Given instruction ▸
All of the records below should be output exactly.

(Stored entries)
Start

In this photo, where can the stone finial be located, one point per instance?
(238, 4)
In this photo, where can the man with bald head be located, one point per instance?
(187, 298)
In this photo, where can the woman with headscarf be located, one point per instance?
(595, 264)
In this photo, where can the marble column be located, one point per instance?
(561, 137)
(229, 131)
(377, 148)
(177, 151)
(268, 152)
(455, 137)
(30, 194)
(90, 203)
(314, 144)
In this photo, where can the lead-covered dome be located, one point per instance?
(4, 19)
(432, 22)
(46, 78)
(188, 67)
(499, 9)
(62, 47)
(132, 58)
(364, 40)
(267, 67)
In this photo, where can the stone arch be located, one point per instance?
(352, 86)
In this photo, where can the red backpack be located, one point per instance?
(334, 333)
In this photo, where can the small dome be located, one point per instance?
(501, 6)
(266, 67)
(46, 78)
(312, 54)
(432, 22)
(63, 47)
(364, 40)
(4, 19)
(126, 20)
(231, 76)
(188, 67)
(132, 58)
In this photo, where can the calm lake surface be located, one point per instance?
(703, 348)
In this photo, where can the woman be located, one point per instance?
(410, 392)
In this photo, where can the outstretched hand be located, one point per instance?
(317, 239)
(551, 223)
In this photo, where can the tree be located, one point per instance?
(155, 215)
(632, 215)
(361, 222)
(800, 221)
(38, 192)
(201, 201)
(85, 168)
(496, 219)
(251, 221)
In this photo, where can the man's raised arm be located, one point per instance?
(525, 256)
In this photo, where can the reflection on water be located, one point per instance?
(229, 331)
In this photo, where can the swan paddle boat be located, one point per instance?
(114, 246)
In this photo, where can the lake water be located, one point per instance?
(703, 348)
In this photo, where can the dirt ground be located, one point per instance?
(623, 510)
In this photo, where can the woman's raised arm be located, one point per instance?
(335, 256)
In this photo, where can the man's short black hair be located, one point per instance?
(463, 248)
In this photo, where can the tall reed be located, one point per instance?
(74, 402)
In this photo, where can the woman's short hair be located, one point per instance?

End

Completed task ▸
In this photo, where can the stone finial be located, one point per instance?
(238, 4)
In this photo, where can the man with bald head be located, one point per instance?
(187, 298)
In this photo, where can the woman with headscarf be located, one point per instance?
(595, 264)
In this photo, where can the marble column be located, one point per instance?
(561, 137)
(229, 131)
(377, 148)
(177, 151)
(268, 152)
(455, 137)
(30, 194)
(90, 203)
(314, 144)
In this photo, where can the lead-covered dome be located, one point per instance?
(4, 19)
(432, 22)
(46, 78)
(188, 67)
(499, 9)
(62, 47)
(132, 58)
(364, 40)
(267, 67)
In this photo, where can the stone arch be located, one point per instance?
(352, 86)
In this photo, where can the red backpack be located, one point per instance?
(334, 333)
In this photo, where can the small dome be located, one point per instance?
(501, 6)
(266, 67)
(46, 78)
(312, 54)
(432, 22)
(63, 47)
(364, 40)
(4, 19)
(126, 20)
(231, 76)
(188, 67)
(132, 58)
In this photo, where can the calm lake surface be located, one point per instance?
(703, 348)
In this photo, where can the woman be located, one point per instance?
(410, 392)
In this photo, where can the outstretched hand be located, one point per instance?
(317, 239)
(551, 223)
In this photo, where can the tree be located, one point per instance?
(155, 215)
(632, 215)
(361, 222)
(800, 221)
(38, 192)
(201, 201)
(85, 168)
(496, 219)
(251, 221)
In this photo, where can the man's raised arm be located, one point per instance?
(525, 256)
In this photo, where can the reflection on water be located, one point per instance?
(229, 331)
In this photo, where can the swan paddle boat be located, one point per instance?
(114, 246)
In this photo, where can the lake water be located, one point per instance?
(703, 348)
In this photo, where can the dirt ground be located, one point per instance?
(623, 510)
In this photo, where can the woman's raised arm be located, one point per instance?
(335, 256)
In this photo, where can the man's short black hair be located, one point per instance?
(463, 248)
In this photo, where can the tall reed be located, one point per instance?
(74, 402)
In this photo, where can the woman's short hair be located, one point per instance?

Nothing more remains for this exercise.